====== RAW DATA ======

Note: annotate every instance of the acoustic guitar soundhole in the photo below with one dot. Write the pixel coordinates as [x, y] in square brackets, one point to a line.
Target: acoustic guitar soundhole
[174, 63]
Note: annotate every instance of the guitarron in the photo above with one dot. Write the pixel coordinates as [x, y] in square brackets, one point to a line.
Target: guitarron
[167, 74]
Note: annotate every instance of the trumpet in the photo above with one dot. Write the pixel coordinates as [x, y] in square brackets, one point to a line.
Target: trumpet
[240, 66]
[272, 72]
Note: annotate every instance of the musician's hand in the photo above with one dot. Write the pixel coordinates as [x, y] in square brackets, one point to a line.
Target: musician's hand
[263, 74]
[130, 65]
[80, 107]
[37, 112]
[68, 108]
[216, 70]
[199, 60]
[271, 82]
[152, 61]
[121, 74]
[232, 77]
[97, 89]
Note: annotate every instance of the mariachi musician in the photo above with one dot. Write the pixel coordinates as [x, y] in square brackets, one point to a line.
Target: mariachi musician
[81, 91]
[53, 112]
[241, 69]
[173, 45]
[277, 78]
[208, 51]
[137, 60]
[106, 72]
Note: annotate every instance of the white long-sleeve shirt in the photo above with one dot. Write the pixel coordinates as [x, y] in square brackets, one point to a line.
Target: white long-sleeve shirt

======

# [YOUR INSTRUCTIONS]
Please copy out all of the records above word for word.

# [TASK SOLUTION]
Note: annotate every instance of the acoustic guitar soundhole in the photo below with one dot. Write the pixel coordinates as [x, y] in square brackets, one point to a line.
Target: acoustic guitar soundhole
[174, 63]
Note: annotate every instance of the guitarron in the photo above with one dot. Write the pixel coordinates as [x, y] in square brackets, one point to a line.
Target: guitarron
[167, 74]
Note: annotate every instance of the trumpet in the photo above with one dot. Write the pixel coordinates as [x, y] in square brackets, one point to a line.
Target: trumpet
[240, 66]
[272, 72]
Note: annotate every instance of the musician's hand in the photo above with one dot. Write the pixel coordinates as [x, y] in square brackets, one point to a line.
Target: musician's hand
[263, 74]
[130, 65]
[80, 107]
[37, 112]
[68, 108]
[216, 70]
[199, 60]
[271, 82]
[152, 61]
[121, 74]
[232, 77]
[97, 89]
Note: annotate every instance of the mariachi musician in the photo above with one dot. Write the pixel coordinates as [x, y] in square brackets, one point to a line.
Target: mariachi musician
[81, 91]
[53, 112]
[241, 69]
[173, 45]
[277, 78]
[208, 51]
[137, 60]
[106, 72]
Note: annotate every instance of the white long-sleeve shirt in the photo above with one dot. Write the pixel coordinates as [x, y] in square brackets, one point to a line.
Target: white long-sleeve shirt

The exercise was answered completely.